- Exercise goal -
With nothing left out, give the data back exactly.

(Beginning of Dataset entries)

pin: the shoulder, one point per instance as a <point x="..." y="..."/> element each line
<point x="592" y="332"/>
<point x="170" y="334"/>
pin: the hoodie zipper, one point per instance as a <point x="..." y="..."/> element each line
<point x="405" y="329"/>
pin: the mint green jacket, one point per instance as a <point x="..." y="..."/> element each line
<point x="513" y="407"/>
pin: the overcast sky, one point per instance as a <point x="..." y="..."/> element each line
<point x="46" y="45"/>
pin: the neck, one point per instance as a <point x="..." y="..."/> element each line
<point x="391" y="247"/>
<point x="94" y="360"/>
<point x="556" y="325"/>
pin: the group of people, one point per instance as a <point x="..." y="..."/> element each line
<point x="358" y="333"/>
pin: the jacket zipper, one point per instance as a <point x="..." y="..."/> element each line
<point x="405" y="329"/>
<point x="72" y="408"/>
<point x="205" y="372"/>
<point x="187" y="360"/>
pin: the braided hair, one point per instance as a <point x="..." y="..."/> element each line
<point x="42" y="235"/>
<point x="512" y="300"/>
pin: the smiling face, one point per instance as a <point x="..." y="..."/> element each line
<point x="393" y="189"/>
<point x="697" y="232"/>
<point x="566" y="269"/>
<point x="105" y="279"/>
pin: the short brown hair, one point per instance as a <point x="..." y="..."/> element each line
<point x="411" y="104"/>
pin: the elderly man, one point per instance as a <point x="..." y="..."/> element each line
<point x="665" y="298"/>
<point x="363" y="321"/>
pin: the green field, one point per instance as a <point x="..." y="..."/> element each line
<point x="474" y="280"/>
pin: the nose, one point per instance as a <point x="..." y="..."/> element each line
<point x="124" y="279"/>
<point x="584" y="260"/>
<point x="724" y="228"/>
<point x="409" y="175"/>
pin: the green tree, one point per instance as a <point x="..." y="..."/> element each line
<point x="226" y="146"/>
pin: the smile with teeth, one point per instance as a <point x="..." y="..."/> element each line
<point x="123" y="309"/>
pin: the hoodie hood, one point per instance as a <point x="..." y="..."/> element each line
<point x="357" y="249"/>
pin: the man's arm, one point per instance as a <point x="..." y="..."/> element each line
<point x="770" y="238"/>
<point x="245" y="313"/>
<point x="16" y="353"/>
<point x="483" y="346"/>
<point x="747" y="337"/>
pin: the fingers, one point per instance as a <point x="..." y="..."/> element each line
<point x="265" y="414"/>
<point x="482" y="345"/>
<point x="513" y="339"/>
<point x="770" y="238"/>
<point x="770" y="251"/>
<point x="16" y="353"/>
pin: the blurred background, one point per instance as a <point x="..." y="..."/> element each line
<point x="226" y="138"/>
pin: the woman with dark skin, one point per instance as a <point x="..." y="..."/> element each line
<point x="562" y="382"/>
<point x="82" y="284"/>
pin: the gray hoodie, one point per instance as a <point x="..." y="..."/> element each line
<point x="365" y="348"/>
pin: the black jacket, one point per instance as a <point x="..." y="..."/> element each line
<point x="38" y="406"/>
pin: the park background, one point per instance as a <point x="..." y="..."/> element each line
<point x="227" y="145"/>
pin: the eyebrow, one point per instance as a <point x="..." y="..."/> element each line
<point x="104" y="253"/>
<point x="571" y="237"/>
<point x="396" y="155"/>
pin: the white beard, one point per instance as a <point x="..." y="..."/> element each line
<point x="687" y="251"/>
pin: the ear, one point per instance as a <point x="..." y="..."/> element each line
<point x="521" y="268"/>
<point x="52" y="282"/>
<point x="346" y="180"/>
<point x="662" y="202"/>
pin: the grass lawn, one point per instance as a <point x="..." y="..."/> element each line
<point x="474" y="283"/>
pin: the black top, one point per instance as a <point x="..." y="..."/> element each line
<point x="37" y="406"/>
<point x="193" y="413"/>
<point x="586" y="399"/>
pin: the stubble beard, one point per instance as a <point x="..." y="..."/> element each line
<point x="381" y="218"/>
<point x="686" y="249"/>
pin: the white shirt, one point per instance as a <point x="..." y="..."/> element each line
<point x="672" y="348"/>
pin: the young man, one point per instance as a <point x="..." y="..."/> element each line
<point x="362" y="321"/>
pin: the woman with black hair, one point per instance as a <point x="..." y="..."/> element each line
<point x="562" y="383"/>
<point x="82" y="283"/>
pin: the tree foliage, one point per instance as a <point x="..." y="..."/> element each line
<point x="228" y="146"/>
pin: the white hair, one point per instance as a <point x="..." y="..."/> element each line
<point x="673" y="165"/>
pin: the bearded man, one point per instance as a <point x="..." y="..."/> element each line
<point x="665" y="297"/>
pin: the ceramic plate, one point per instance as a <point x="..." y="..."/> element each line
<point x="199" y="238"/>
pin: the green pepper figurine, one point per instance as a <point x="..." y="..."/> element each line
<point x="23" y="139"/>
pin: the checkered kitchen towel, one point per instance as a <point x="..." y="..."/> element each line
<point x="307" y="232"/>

(End of Dataset entries)

- Exercise output -
pin: the shoulder, one point per instance as a <point x="..." y="..."/> element each line
<point x="592" y="332"/>
<point x="170" y="334"/>
pin: the hoodie zipper, one point per instance as a <point x="..." y="..."/> element each line
<point x="405" y="329"/>
pin: the mint green jacket, one point per instance as a <point x="..." y="..."/> element each line
<point x="513" y="407"/>
pin: the overcast sky, one point per instance as a <point x="..." y="..."/> element each line
<point x="46" y="45"/>
pin: the neck, one point per instance as a <point x="..." y="..."/> element each line
<point x="391" y="247"/>
<point x="94" y="360"/>
<point x="556" y="325"/>
pin: the group of people, one point per instance as a <point x="..." y="..."/> element each line
<point x="358" y="333"/>
pin: the jacket zipper, one point per instance as a <point x="..." y="..."/> element each line
<point x="405" y="329"/>
<point x="72" y="408"/>
<point x="205" y="372"/>
<point x="187" y="360"/>
pin: the braided hair, one point per instance as a <point x="..." y="..."/> element each line
<point x="42" y="235"/>
<point x="512" y="300"/>
pin: the smiling face, one point per instance as a <point x="..." y="..."/> element each line
<point x="393" y="189"/>
<point x="697" y="232"/>
<point x="566" y="269"/>
<point x="105" y="279"/>
pin: the short brown hair, one point per instance as a <point x="..." y="..."/> element each line
<point x="411" y="104"/>
pin: the elderly man, one point per instance as a <point x="..." y="..."/> element each line
<point x="665" y="298"/>
<point x="363" y="321"/>
pin: the green field, one point per instance as a <point x="..." y="..."/> element each line
<point x="474" y="280"/>
pin: the nose, one point per instance as a <point x="..." y="..."/> element each line
<point x="124" y="279"/>
<point x="584" y="260"/>
<point x="724" y="228"/>
<point x="409" y="175"/>
pin: the green tree, one point per instance as a <point x="..." y="..."/> element each line
<point x="226" y="146"/>
pin: the smile with teeth, one point per instance as a <point x="..." y="..."/> element each line
<point x="123" y="309"/>
pin: the hoodie hood, one point per instance as a <point x="..." y="..."/> element each line
<point x="357" y="249"/>
pin: the man's arm, one point per instance as a <point x="..." y="..."/> element each line
<point x="770" y="238"/>
<point x="245" y="313"/>
<point x="16" y="353"/>
<point x="483" y="346"/>
<point x="747" y="337"/>
pin: the fingers, one point per instance as a <point x="..." y="..."/> element each line
<point x="265" y="414"/>
<point x="482" y="345"/>
<point x="513" y="339"/>
<point x="770" y="238"/>
<point x="770" y="251"/>
<point x="16" y="353"/>
pin: the blurred background, one point per instance as a <point x="..." y="..."/> element each line
<point x="226" y="138"/>
pin: the woman with dark skin, one point per instance as a <point x="..." y="..."/> element each line
<point x="562" y="382"/>
<point x="82" y="284"/>
pin: the gray hoodie, one point per instance as a <point x="..." y="..."/> element each line
<point x="365" y="348"/>
pin: the black jacket, one point per instance as a <point x="..." y="..."/> element each line
<point x="38" y="406"/>
pin: the park background, one point per instance as a <point x="..." y="..."/> element each line
<point x="227" y="145"/>
pin: the eyebrow, one point per instance as a <point x="..." y="..."/> element each line
<point x="104" y="253"/>
<point x="571" y="237"/>
<point x="396" y="155"/>
pin: the white beard, one point per instance as a <point x="..." y="..."/> element each line
<point x="687" y="251"/>
pin: the ear, one point per instance as a <point x="..." y="..."/> element each line
<point x="521" y="268"/>
<point x="52" y="282"/>
<point x="346" y="180"/>
<point x="662" y="202"/>
pin: the grass lawn, one point per instance as a <point x="..." y="..."/> element each line
<point x="474" y="283"/>
pin: the black top, one point per instance as a <point x="..." y="..."/> element each line
<point x="37" y="406"/>
<point x="193" y="413"/>
<point x="586" y="399"/>
pin: the stubble beard, one point per instance as a <point x="..." y="..."/> element each line
<point x="381" y="218"/>
<point x="686" y="249"/>
pin: the white shirt, one point per instance as a <point x="..." y="..."/> element each line
<point x="672" y="348"/>
pin: the young man, one point per instance as a <point x="..." y="..."/> element each line
<point x="362" y="321"/>
pin: the woman with black hair, one point per instance as a <point x="..." y="..."/> element each line
<point x="562" y="383"/>
<point x="82" y="283"/>
pin: the tree foliage, one point per instance as a <point x="..." y="..."/> element each line
<point x="228" y="146"/>
pin: the white hair, one point per instance as a <point x="..." y="..."/> element each line
<point x="673" y="165"/>
pin: the bearded man, one point per instance as a <point x="..." y="..."/> element each line
<point x="665" y="297"/>
pin: the ceramic plate, one point per instance as a <point x="..." y="..."/> element each line
<point x="199" y="238"/>
pin: the green pepper figurine, one point per instance as a <point x="..." y="..."/> element each line
<point x="23" y="139"/>
pin: the checkered kitchen towel, one point per instance as a <point x="..." y="..."/> element each line
<point x="307" y="232"/>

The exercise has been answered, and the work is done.